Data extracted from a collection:
⟨
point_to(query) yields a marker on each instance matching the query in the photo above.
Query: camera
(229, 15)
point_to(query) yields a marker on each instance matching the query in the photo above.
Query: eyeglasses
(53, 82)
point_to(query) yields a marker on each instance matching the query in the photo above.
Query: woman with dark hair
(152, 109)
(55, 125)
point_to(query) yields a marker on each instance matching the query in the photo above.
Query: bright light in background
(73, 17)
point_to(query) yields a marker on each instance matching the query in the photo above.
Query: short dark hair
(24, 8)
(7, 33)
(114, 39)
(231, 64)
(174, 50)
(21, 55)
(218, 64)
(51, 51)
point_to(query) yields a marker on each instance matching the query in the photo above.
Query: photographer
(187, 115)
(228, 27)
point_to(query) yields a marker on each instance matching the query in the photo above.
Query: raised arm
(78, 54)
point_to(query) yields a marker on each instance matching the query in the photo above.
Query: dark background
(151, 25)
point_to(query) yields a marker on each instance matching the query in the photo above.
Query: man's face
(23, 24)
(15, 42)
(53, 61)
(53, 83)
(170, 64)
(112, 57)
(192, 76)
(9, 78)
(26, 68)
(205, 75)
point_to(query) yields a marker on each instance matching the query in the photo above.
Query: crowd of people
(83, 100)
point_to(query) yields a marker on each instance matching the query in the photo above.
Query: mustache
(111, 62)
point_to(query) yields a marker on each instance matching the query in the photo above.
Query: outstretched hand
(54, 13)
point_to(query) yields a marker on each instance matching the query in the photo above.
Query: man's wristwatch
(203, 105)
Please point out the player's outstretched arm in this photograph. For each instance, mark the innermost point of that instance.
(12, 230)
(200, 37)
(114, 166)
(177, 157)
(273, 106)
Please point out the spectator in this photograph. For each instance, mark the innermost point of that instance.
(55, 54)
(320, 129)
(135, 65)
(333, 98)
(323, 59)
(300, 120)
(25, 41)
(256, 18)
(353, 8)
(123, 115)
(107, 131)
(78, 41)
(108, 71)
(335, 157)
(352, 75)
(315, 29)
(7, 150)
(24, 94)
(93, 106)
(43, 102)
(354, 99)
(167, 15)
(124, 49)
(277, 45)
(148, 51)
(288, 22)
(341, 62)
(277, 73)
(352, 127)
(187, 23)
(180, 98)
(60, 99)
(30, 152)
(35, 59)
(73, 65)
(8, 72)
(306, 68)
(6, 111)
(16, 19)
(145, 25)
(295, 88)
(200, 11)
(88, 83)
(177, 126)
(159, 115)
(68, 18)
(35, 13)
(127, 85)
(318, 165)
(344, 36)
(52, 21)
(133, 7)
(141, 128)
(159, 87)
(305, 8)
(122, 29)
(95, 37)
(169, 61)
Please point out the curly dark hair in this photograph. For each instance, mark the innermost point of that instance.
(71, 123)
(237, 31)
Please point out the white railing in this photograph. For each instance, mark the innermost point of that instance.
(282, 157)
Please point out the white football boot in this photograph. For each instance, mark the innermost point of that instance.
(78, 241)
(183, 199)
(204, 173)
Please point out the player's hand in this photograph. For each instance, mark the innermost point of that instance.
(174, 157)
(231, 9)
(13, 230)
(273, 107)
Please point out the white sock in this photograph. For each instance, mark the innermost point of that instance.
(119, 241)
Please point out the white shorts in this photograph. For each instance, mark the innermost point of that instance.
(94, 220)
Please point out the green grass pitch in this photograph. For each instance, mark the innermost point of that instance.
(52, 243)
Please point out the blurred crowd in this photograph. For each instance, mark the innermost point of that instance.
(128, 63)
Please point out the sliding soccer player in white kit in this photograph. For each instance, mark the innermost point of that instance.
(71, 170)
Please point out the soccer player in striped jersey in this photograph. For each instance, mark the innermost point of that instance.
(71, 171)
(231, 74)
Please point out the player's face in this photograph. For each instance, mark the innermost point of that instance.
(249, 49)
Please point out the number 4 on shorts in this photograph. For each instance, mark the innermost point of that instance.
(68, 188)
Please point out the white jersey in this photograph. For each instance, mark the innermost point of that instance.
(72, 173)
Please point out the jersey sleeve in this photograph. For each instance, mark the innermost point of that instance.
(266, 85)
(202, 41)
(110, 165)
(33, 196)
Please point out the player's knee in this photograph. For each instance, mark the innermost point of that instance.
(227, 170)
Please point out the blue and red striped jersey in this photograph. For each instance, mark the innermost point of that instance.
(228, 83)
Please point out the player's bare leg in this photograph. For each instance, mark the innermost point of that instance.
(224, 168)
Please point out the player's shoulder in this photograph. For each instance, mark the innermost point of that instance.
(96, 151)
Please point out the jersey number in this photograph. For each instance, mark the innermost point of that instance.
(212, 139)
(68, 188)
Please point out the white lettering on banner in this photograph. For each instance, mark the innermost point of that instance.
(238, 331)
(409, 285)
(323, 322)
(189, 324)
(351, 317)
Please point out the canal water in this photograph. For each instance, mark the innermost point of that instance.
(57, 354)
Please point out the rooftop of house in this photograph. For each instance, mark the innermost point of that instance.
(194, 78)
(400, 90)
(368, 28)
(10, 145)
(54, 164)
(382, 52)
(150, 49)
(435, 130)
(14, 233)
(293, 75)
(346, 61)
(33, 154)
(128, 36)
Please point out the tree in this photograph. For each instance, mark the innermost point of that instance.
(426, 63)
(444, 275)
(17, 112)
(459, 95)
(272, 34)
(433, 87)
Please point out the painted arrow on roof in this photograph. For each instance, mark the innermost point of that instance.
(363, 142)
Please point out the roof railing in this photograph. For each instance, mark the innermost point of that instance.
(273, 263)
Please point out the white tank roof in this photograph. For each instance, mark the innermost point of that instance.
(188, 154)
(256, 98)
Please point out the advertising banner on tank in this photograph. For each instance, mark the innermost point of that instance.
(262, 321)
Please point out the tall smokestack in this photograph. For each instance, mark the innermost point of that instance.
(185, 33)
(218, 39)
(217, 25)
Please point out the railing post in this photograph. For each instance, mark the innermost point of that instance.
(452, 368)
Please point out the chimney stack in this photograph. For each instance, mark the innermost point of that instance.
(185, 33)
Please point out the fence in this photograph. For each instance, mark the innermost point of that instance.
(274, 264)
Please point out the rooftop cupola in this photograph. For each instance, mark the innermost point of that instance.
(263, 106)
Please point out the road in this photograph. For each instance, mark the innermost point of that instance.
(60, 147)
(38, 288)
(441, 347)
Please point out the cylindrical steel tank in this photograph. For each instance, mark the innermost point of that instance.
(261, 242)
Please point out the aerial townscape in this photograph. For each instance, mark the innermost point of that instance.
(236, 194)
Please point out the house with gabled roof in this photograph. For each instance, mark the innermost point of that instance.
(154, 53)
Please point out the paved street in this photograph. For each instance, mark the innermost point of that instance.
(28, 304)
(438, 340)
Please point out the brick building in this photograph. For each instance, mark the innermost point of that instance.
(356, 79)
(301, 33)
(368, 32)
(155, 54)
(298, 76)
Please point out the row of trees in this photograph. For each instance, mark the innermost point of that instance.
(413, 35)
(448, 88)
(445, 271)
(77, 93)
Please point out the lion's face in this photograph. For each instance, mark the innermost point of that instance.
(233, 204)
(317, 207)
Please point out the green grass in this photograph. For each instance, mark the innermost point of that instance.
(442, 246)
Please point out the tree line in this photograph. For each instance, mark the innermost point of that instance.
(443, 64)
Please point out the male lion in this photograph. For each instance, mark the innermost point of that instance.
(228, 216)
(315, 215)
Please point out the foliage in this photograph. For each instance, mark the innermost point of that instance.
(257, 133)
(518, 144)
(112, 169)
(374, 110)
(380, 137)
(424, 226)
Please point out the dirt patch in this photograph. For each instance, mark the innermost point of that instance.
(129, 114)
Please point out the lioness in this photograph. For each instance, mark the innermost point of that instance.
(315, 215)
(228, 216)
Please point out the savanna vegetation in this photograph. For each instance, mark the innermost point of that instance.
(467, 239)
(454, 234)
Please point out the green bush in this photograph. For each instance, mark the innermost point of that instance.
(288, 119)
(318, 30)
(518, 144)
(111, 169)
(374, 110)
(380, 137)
⟩
== Work required ==
Could you reproduce, exactly as written, the lines running from the one with "Please point out the lioness" to the end of the entries above?

== Output ==
Please point out the lioness in this photograph. For each instance, mark the innermost point of that instance.
(315, 215)
(228, 216)
Please point out the savanna vegetation in this photograph. For each instance, mark the innermost point of that instance.
(467, 239)
(454, 234)
Please point out the green bush in this photograph. For each instance, mark the innermost point of that instance.
(288, 119)
(318, 30)
(518, 144)
(111, 169)
(374, 110)
(380, 137)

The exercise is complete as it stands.